Material for this exercise: Begin

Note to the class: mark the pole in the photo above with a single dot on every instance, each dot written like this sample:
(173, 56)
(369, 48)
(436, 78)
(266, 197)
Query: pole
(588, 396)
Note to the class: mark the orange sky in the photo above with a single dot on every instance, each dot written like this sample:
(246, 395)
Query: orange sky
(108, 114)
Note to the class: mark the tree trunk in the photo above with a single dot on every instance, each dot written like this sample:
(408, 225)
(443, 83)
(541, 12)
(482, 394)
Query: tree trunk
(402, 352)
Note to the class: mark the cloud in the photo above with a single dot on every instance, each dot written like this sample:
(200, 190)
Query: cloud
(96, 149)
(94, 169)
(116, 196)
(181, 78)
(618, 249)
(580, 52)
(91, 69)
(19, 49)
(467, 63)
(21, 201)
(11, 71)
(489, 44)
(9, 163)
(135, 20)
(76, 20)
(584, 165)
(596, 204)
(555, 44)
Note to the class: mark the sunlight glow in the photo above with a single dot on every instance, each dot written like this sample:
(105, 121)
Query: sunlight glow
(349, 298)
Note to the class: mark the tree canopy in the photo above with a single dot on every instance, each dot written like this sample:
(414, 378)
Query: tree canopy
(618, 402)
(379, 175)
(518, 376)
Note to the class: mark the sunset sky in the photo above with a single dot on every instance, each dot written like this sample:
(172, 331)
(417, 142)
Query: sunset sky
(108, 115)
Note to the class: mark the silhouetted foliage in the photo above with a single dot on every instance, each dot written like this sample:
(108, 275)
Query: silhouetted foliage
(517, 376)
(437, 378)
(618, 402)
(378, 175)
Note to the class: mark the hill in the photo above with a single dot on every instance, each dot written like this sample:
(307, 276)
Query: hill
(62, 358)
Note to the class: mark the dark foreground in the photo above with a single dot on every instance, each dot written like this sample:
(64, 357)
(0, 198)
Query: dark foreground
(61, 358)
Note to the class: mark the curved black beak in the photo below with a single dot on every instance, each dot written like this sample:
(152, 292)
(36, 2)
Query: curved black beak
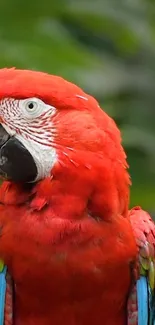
(16, 162)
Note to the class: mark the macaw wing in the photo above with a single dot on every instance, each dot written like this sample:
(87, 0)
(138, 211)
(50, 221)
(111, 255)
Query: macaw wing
(141, 303)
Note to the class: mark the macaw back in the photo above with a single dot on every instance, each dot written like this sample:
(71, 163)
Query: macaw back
(72, 272)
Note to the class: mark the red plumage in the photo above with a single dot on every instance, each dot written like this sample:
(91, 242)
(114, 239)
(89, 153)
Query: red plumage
(67, 240)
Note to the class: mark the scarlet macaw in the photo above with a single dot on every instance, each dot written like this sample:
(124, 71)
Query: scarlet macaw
(74, 251)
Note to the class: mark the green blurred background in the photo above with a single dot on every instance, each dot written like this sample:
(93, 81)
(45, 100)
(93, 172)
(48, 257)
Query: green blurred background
(105, 46)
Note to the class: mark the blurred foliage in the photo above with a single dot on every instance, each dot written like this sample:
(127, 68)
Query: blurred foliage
(105, 46)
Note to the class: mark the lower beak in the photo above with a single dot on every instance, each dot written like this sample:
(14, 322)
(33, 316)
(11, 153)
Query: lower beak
(16, 162)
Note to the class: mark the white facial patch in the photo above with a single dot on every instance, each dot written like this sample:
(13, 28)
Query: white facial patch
(30, 121)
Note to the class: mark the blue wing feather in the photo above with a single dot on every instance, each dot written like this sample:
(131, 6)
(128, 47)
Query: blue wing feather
(142, 301)
(2, 294)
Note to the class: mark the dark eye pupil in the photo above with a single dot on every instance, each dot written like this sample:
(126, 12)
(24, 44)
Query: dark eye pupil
(30, 105)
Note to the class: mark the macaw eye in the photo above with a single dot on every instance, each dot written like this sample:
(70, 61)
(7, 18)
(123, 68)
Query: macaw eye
(31, 106)
(34, 107)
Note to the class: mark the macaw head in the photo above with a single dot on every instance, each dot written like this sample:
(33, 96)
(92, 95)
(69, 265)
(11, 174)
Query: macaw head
(49, 124)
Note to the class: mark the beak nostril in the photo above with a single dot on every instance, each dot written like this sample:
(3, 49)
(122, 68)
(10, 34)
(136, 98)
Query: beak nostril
(4, 136)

Material for this exercise: End

* [Task to carry out]: Once the pictures are removed, print all the remaining data exactly as it stands.

* [Result for this exercise]:
Note to the class: mark the pole in the photo above with a single dot on every instance, each dot written like this sample:
(173, 56)
(369, 48)
(436, 78)
(266, 197)
Query: pole
(588, 396)
Note to the class: mark the orange sky in the photo above with a single dot on every instance, each dot written like this sample:
(246, 395)
Query: orange sky
(108, 114)
Note to the class: mark the tree trunk in the photo above with a single dot on every instance, each dot written like this sample:
(408, 225)
(443, 83)
(541, 12)
(482, 394)
Query: tree trunk
(402, 352)
Note to the class: mark the cloud in the photo above with a single dot on every instance, each dot written like this sample:
(200, 190)
Query: cloud
(96, 149)
(94, 169)
(116, 196)
(181, 78)
(618, 249)
(580, 52)
(91, 69)
(19, 49)
(467, 63)
(21, 201)
(11, 71)
(489, 44)
(9, 163)
(135, 20)
(76, 20)
(584, 165)
(596, 204)
(555, 44)
Note to the class: mark the sunlight glow in the photo above with a single dot on every instance, each dot written like this sample:
(105, 121)
Query: sunlight glow
(349, 298)
Note to the class: mark the tree canopy in the photo above with a single dot on every instance, each dot written like this sample:
(414, 378)
Query: tree canopy
(618, 402)
(379, 175)
(518, 376)
Note to the class: mark the sunset sky in the photo above with a single dot on every instance, each dot written like this sample:
(172, 331)
(417, 142)
Query: sunset sky
(108, 115)
Note to the class: mark the silhouetted foliage in the photo above with a single dot on every instance, each dot written like this sample:
(108, 275)
Query: silhouetted foliage
(517, 376)
(437, 378)
(618, 402)
(378, 175)
Note to the class: mark the hill in the photo above with a single dot on every instance, each dot written like this sample:
(307, 276)
Query: hill
(62, 358)
Note to the class: mark the dark foreground in the photo above with a single dot on every instance, each dot written like this sample:
(64, 357)
(0, 198)
Query: dark foreground
(61, 358)
Note to the class: mark the curved black beak in the photo below with a single dot on every instance, each dot written like this sample:
(152, 292)
(36, 2)
Query: curved black beak
(16, 162)
Note to the class: mark the macaw wing in the photo above with a single dot on every instance, each dot written like this sample:
(87, 0)
(138, 211)
(50, 221)
(111, 255)
Query: macaw wing
(141, 303)
Note to the class: mark the macaw back in the photo above with a single dot on every instance, each dot written like this sample:
(71, 163)
Query: macaw back
(72, 272)
Note to the class: mark the red plumage in the photo above with a single dot on every instance, each dot written like this sample:
(91, 242)
(114, 239)
(89, 153)
Query: red plumage
(67, 240)
Note to the class: mark the scarlet macaw in the photo above with a single dot on every instance, each dot written like this sample:
(124, 71)
Query: scarlet macaw
(74, 251)
Note to the class: mark the green blurred background in the photo above with a single dot on every instance, each dot written like this sample:
(93, 81)
(45, 100)
(93, 172)
(48, 257)
Query: green blurred background
(105, 46)
Note to the class: mark the blurred foliage in the photo above with a single dot on every instance, each dot written like this sample:
(127, 68)
Query: blurred foliage
(105, 46)
Note to the class: mark the lower beak in the photo above with a single dot on every instance, each dot written like this sample:
(14, 322)
(33, 316)
(11, 153)
Query: lower beak
(16, 162)
Note to the class: mark the white facial patch in the photo above with a single dot on every instance, each dot written like this sample:
(13, 28)
Query: white facial patch
(30, 121)
Note to the class: mark the blue wing feather in the photo above with a single dot on every instance, each dot written like this sample:
(131, 6)
(128, 47)
Query: blue wing feather
(142, 301)
(2, 294)
Note to the class: mark the dark eye pupil in the photo above with a single dot on every instance, each dot written like this sample:
(126, 12)
(24, 44)
Query: dark eye pupil
(30, 105)
Note to the class: mark the macaw eye in the photo above with a single dot on every instance, each dot written like this sample:
(70, 61)
(7, 18)
(123, 68)
Query: macaw eye
(31, 106)
(34, 107)
Note to the class: mark the macaw head in the photo above with a single dot on every instance, each dot written like this sample:
(33, 96)
(92, 95)
(69, 265)
(11, 174)
Query: macaw head
(49, 124)
Note to the class: mark the beak nostril in the photo above with a single dot on every instance, each dot written like this sample:
(3, 49)
(122, 68)
(10, 34)
(136, 98)
Query: beak nostril
(4, 136)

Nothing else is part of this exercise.